**What is asked**. Pull the lines out of the records below and copy them word for word, starting at the line that contains "Where can the child's bare" and stopping after the line that contains "x=243, y=122". Include both of those lines.

**Entries shown**.
"""
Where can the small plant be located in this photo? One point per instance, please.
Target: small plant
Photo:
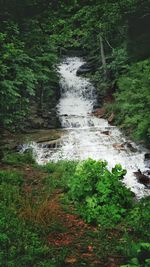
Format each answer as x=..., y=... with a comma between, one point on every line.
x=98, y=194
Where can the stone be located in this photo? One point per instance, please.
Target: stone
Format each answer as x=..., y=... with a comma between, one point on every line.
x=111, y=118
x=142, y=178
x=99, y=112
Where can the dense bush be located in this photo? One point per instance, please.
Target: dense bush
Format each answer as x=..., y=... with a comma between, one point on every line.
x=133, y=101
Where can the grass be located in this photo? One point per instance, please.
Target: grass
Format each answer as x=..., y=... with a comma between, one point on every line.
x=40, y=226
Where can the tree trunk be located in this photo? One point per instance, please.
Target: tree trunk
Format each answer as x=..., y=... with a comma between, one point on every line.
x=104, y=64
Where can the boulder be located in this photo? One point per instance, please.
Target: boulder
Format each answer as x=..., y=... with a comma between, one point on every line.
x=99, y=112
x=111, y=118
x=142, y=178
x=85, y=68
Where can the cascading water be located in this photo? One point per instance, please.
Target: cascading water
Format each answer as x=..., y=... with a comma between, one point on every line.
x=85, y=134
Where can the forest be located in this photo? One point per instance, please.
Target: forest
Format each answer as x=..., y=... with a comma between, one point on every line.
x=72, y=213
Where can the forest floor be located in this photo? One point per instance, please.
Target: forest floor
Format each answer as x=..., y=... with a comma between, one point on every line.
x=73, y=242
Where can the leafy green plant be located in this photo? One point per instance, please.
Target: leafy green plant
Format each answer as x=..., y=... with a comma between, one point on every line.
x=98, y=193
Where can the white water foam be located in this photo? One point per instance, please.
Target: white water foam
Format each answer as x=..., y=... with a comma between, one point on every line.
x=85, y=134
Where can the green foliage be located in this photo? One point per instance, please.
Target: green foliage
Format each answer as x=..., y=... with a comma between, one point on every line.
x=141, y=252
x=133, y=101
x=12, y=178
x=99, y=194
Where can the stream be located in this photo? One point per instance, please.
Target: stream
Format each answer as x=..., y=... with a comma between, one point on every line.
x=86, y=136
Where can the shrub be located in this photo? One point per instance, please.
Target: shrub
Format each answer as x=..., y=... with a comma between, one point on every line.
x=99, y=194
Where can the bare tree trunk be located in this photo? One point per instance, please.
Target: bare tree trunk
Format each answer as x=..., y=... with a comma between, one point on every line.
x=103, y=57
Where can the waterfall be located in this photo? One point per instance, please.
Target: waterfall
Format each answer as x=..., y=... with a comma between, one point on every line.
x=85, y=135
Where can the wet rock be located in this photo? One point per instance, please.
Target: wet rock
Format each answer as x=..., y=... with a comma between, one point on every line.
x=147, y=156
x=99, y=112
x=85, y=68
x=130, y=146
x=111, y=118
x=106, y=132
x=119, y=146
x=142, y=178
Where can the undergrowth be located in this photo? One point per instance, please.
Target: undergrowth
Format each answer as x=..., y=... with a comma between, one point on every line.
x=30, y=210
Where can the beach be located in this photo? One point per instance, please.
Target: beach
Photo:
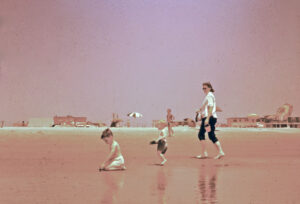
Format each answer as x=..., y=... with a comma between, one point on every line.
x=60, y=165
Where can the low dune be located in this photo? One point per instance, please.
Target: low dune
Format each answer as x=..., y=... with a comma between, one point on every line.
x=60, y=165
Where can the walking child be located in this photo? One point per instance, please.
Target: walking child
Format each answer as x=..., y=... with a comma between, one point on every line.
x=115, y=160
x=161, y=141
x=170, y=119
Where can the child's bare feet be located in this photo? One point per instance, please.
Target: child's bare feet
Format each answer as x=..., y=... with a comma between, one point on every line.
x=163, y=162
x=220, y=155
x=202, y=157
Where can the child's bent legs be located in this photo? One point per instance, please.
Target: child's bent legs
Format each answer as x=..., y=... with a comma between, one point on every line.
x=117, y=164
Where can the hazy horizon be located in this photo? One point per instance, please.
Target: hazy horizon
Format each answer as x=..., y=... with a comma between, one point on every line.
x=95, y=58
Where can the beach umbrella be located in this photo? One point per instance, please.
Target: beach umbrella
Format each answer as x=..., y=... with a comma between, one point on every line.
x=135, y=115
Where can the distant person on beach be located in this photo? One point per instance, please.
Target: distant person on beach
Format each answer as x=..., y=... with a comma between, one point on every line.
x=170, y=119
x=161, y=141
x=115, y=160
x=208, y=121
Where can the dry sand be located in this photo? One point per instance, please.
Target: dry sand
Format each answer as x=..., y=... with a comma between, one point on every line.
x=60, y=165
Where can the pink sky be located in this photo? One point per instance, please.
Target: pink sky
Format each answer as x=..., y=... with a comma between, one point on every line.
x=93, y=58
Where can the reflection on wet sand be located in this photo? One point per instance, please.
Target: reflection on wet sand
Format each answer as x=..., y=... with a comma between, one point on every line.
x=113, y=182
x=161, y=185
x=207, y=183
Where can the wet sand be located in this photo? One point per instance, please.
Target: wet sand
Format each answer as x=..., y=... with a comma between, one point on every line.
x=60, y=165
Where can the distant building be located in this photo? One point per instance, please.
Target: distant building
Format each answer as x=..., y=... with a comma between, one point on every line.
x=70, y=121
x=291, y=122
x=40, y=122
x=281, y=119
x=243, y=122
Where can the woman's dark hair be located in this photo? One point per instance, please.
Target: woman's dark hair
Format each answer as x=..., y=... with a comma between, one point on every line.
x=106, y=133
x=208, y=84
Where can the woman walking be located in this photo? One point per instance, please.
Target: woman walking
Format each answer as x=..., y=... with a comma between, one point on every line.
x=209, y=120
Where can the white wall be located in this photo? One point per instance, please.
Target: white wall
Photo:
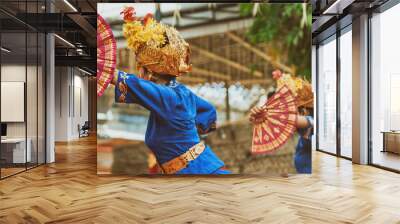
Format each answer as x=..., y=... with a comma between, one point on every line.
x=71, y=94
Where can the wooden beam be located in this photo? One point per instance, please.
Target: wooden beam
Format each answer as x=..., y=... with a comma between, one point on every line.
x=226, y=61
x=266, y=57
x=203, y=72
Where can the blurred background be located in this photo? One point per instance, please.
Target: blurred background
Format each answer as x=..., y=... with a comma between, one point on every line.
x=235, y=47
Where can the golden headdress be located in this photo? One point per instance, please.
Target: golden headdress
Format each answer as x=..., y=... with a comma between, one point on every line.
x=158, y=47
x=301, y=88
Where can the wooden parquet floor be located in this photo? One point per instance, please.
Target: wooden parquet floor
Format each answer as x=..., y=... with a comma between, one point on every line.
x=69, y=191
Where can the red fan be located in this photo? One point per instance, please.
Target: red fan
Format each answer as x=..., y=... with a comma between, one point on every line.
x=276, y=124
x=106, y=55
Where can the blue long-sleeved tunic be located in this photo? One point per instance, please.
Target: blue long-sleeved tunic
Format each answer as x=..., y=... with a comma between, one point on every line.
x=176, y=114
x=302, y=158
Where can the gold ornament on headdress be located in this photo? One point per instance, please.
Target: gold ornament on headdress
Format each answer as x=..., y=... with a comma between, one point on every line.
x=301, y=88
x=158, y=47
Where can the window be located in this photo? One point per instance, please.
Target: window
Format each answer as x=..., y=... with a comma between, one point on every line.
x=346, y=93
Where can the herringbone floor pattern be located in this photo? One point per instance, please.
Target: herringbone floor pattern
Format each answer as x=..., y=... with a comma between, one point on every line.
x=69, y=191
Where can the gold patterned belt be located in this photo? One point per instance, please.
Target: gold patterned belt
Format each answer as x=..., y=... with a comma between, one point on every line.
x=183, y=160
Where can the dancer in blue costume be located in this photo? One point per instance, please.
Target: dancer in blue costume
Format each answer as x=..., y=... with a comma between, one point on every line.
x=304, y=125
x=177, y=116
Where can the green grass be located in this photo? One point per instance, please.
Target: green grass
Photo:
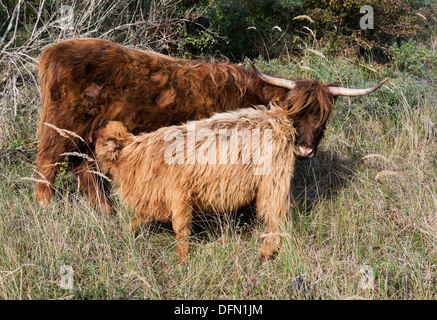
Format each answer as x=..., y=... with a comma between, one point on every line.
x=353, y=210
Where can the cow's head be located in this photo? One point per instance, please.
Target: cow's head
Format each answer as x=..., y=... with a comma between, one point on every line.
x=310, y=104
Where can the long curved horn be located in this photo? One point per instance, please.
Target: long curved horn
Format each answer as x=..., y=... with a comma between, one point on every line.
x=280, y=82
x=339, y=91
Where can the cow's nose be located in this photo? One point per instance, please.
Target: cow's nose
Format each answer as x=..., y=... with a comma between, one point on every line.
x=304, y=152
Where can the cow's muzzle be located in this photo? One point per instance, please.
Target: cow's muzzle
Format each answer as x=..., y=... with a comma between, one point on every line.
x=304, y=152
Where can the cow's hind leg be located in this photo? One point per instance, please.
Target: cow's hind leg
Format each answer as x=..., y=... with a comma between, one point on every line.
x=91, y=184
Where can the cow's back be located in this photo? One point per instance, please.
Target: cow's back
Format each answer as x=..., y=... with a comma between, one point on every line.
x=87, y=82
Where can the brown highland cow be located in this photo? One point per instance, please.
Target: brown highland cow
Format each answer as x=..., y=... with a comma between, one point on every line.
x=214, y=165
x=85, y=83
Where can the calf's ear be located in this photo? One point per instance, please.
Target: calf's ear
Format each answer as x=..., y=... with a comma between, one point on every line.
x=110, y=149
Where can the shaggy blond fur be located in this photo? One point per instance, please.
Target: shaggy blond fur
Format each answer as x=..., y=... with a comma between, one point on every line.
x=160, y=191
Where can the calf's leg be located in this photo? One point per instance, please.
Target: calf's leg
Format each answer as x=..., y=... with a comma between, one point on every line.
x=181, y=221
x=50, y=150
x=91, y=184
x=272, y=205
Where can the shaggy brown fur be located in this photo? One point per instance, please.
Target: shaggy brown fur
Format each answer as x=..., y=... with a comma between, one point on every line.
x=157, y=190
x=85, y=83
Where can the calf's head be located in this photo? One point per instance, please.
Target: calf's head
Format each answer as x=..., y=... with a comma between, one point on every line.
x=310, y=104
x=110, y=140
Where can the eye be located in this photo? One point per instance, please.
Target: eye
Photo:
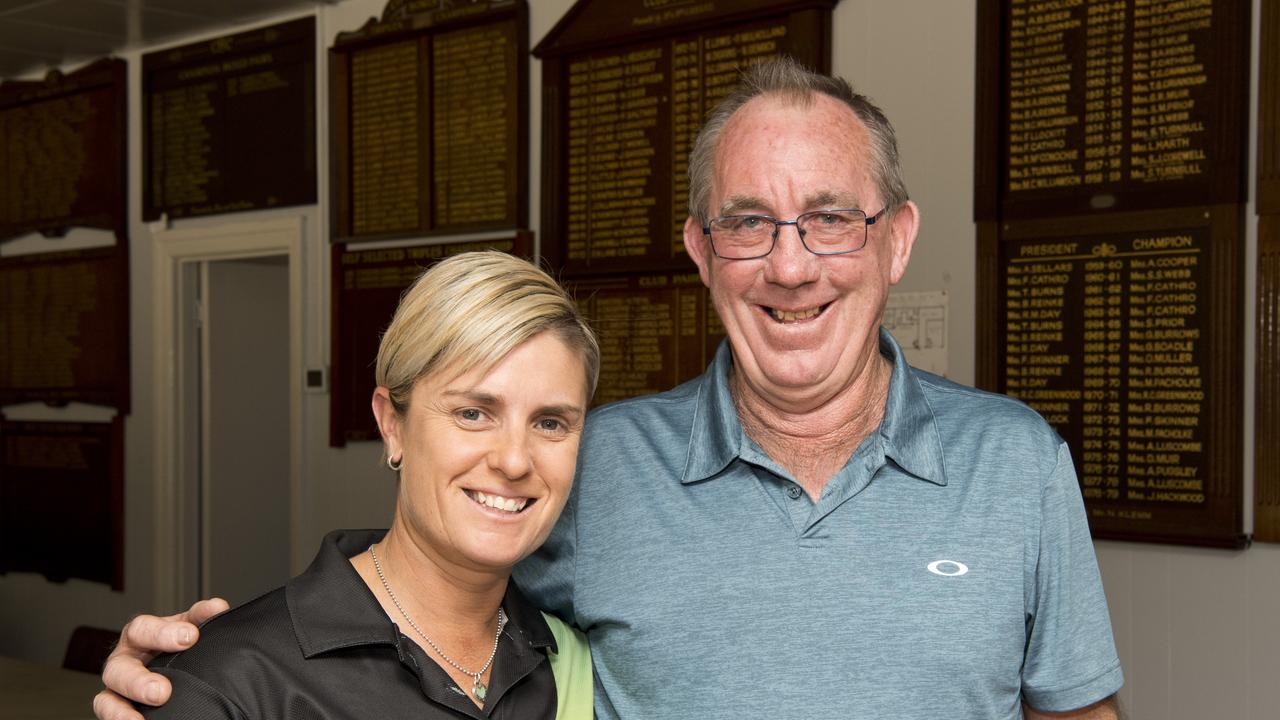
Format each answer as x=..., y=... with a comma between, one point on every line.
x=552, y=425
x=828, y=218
"""
**Full solution**.
Where can the child's bare feet be located in this photo? One point per instance, please.
Target: child's bare feet
Format each answer as x=..., y=... with a comma between, one point on every line.
x=163, y=162
x=220, y=155
x=202, y=157
Where can the child's bent legs be located in this photo? One point per instance, please.
Target: child's bent legs
Format each answer as x=..., y=... with a comma between, one point on every line.
x=117, y=164
Where can the hazy horizon be located in this photo? One point per instance, please.
Target: hazy horizon
Format each answer as x=..., y=... with a comma between, one point on every line.
x=95, y=58
Where can the beach umbrella be located in this photo? One point per instance, please.
Target: beach umbrella
Format each answer as x=..., y=... with a comma between, one point on every line.
x=135, y=115
Where can the distant person on beach be located in this photo? One point per instance, please.
Target: distant person on beach
Format each answer as x=..., y=... with a comma between, one point on every line.
x=170, y=119
x=161, y=141
x=115, y=160
x=208, y=121
Where can the dry sand be located in this photo? One point per instance, please.
Target: dry sand
Format each answer as x=..., y=... with a comma between, one point on every line.
x=60, y=165
Where can the pink sky be located in this photo? One point per instance, please.
Target: pink sky
Format each answer as x=..., y=... with a comma between, one point on every line.
x=93, y=58
Where can the reflection on wet sand be located in this photo? One point per instance, please.
Target: reflection on wet sand
Format each answer as x=..., y=... with a comma between, one point on every line.
x=113, y=182
x=161, y=185
x=207, y=183
Where can the wet sand be located in this photo? One point per instance, please.
Target: wet sand
Format each answer as x=..., y=... with a comma between, one point on every line.
x=60, y=165
Where can the distant building be located in this photo? One point per instance, please.
Target: distant building
Format each answer as x=..., y=... with a comma between, one point on every line.
x=70, y=121
x=291, y=122
x=40, y=122
x=281, y=119
x=243, y=122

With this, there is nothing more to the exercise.